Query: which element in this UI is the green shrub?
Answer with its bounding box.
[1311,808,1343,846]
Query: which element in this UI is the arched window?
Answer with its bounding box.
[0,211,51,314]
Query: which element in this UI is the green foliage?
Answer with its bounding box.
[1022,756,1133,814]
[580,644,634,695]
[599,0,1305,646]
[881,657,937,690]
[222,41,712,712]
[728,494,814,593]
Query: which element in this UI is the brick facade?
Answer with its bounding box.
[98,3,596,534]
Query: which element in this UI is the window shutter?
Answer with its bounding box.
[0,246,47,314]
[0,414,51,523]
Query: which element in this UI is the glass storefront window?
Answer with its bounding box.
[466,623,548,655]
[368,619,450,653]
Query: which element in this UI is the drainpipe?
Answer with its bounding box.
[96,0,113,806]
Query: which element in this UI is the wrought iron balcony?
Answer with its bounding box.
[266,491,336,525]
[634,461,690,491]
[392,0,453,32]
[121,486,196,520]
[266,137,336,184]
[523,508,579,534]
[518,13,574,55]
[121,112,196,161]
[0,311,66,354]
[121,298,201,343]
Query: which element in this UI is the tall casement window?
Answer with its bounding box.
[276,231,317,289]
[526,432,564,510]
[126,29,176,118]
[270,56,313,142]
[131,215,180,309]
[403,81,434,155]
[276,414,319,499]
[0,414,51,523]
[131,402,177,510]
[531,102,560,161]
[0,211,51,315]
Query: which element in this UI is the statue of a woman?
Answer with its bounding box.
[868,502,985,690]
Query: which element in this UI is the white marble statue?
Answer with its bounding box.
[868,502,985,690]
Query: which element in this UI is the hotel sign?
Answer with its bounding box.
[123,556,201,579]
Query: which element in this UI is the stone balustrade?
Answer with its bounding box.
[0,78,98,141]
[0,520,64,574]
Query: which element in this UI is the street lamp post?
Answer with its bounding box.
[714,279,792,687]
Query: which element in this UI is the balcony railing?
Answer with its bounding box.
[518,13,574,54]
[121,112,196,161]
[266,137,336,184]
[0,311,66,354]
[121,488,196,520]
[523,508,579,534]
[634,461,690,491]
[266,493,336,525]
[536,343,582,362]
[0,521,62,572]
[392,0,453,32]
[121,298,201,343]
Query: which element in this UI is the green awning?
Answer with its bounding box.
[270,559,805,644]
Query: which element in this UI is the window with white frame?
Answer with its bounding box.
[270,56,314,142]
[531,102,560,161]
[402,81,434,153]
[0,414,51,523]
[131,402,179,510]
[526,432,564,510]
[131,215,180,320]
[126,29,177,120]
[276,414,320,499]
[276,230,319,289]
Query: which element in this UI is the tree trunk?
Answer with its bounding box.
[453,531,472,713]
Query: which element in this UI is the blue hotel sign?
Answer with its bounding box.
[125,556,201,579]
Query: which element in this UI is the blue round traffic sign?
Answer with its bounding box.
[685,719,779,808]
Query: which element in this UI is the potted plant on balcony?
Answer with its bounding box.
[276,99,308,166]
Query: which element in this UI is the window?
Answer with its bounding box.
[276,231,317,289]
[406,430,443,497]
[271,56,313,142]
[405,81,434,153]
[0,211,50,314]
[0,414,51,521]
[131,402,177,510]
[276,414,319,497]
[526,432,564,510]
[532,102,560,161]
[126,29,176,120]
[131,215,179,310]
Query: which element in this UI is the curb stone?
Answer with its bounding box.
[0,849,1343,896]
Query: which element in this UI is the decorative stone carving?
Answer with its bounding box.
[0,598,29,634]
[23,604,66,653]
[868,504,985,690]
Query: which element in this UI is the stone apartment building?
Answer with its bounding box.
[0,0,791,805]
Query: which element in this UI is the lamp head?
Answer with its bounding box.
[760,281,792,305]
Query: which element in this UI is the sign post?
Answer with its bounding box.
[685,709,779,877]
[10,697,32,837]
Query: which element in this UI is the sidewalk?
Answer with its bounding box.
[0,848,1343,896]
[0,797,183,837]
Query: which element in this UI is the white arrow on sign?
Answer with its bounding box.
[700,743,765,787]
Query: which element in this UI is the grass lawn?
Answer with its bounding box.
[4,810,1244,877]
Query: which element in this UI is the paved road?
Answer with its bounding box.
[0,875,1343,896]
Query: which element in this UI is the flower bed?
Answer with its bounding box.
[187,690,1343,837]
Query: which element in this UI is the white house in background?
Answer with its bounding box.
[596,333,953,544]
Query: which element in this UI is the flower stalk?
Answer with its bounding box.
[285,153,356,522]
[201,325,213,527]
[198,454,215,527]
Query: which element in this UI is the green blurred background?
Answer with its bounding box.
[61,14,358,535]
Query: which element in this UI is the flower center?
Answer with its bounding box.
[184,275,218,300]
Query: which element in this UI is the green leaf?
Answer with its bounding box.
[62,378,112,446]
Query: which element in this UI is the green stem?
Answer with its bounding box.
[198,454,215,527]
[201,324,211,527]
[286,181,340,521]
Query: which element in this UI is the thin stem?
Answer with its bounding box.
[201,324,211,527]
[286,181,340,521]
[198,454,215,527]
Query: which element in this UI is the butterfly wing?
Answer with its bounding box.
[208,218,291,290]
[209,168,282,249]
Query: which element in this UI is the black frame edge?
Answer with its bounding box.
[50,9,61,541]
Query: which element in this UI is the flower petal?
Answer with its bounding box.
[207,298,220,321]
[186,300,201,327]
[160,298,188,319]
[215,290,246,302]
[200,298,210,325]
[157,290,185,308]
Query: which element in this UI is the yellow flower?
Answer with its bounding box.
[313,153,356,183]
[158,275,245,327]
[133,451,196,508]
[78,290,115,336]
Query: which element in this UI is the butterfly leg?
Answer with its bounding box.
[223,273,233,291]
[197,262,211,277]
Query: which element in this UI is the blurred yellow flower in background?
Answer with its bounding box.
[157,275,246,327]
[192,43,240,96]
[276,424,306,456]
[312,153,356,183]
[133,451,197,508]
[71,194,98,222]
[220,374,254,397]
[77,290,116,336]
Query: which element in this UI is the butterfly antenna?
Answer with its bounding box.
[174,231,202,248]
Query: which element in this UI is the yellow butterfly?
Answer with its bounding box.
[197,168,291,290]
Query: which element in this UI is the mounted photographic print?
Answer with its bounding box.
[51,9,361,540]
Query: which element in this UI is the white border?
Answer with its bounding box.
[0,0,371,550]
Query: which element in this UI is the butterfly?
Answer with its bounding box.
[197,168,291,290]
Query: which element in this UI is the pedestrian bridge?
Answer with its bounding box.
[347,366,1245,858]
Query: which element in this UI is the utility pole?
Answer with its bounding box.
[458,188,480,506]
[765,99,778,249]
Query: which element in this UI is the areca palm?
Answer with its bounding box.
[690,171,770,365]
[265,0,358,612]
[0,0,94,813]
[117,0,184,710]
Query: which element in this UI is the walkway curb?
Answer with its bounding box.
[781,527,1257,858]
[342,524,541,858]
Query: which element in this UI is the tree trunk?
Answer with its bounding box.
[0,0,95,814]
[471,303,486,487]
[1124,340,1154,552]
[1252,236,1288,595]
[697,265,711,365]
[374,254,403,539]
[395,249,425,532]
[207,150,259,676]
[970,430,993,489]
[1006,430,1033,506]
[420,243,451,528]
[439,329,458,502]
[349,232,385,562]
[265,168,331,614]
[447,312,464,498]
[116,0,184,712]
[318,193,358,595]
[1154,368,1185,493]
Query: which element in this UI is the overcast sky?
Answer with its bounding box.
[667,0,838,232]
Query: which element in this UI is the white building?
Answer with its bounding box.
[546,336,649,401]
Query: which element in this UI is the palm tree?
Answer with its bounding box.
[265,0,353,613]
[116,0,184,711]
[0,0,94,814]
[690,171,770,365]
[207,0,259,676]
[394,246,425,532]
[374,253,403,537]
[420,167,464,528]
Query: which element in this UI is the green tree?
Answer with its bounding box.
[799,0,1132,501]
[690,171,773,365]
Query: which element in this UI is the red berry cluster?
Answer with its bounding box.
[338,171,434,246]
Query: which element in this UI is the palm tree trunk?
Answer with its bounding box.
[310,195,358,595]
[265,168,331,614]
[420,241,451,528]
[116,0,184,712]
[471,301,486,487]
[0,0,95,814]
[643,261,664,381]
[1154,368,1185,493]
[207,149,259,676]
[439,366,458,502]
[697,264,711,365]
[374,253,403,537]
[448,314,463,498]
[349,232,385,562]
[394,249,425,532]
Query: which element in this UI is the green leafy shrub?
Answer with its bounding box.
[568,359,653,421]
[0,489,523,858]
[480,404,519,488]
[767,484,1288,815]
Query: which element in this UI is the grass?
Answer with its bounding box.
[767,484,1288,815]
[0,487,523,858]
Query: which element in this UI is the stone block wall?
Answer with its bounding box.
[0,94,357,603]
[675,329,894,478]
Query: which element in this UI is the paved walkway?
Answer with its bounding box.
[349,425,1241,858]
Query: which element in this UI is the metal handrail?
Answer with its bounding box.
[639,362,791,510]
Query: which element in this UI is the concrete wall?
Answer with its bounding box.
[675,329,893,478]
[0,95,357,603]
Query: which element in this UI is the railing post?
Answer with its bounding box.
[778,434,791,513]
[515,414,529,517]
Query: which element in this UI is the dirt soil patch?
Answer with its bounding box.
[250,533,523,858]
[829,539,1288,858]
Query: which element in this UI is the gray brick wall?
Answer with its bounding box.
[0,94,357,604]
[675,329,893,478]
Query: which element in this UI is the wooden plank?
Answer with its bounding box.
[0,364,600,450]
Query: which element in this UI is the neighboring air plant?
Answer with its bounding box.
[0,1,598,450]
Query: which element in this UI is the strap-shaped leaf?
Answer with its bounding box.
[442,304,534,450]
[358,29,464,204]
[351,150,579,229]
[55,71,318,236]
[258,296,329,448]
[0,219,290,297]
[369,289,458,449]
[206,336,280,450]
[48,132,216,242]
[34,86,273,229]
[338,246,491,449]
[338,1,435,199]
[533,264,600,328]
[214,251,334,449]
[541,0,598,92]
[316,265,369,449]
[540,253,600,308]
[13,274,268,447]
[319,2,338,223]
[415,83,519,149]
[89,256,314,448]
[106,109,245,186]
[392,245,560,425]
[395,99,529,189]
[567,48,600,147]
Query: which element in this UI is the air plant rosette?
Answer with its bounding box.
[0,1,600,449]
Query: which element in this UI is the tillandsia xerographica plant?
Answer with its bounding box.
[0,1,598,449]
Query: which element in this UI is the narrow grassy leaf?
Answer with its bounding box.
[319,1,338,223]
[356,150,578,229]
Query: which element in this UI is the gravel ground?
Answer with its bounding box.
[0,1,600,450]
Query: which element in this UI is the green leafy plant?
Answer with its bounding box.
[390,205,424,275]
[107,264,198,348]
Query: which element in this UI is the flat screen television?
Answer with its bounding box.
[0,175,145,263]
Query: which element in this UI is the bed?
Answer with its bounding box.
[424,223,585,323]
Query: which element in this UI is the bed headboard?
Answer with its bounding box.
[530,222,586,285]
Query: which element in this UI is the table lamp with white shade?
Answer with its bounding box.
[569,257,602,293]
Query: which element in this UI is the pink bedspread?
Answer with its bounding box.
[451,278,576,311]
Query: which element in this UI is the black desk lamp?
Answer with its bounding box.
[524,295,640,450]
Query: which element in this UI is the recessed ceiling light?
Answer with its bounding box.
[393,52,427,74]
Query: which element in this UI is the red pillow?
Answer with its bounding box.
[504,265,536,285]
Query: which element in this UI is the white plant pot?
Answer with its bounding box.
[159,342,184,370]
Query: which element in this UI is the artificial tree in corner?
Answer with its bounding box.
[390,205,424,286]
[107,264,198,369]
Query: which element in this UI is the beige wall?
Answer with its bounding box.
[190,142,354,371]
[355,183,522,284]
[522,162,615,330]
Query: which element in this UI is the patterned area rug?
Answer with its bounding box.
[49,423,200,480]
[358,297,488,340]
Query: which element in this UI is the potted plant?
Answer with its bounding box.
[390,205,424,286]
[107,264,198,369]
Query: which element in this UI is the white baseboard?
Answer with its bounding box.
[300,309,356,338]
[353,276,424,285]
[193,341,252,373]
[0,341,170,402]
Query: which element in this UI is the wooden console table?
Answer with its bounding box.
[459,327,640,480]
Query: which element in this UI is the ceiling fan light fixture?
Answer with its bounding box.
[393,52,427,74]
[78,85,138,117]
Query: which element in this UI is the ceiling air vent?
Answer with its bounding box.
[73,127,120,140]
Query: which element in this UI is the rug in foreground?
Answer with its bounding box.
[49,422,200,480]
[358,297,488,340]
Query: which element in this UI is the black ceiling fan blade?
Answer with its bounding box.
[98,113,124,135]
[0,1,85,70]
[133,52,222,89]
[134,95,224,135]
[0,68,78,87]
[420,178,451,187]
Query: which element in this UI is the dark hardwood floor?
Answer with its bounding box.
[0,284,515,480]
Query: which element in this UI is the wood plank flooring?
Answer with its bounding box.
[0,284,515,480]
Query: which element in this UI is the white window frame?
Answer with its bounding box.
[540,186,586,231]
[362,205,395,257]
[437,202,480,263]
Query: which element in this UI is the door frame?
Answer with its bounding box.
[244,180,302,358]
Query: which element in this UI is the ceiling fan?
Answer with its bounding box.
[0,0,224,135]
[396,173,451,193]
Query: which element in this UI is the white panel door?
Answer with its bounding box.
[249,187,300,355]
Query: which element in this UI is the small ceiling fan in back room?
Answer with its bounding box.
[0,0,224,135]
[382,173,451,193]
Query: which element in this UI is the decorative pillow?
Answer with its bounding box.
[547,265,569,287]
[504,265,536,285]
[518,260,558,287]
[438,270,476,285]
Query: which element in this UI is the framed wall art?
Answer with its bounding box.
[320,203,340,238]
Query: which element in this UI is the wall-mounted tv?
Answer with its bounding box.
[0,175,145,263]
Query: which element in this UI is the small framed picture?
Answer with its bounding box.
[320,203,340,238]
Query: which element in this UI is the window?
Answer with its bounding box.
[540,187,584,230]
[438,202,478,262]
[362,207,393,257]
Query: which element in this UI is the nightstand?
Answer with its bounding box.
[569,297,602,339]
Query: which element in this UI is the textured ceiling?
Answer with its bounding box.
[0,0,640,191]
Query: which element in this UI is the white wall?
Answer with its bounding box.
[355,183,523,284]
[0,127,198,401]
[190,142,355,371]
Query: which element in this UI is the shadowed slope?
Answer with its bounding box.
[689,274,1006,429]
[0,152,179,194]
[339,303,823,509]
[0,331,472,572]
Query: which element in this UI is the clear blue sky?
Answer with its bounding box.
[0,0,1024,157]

**Your objective**
Pick out every line above that contains the word "potted" and copy each one in full.

**Task response**
Query: which element in this UI is the potted plant on balcony?
Query: which element in this UI is the potted plant?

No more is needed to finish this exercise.